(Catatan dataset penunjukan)
————
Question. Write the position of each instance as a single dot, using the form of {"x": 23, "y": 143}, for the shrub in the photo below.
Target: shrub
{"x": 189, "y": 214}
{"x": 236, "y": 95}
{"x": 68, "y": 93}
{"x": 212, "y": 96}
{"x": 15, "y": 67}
————
_Persyaratan_. Tolong tulis ulang seluruh daftar di atas dengan mengganti nama "shrub" menjadi "bush" di setiap kemunculannya. Biarkan bagian lain tetap sama.

_Jawaban_.
Question. Write the position of each instance as a single dot, using the form of {"x": 23, "y": 143}, for the bush in the photo below.
Target: bush
{"x": 189, "y": 214}
{"x": 236, "y": 95}
{"x": 68, "y": 93}
{"x": 212, "y": 96}
{"x": 15, "y": 67}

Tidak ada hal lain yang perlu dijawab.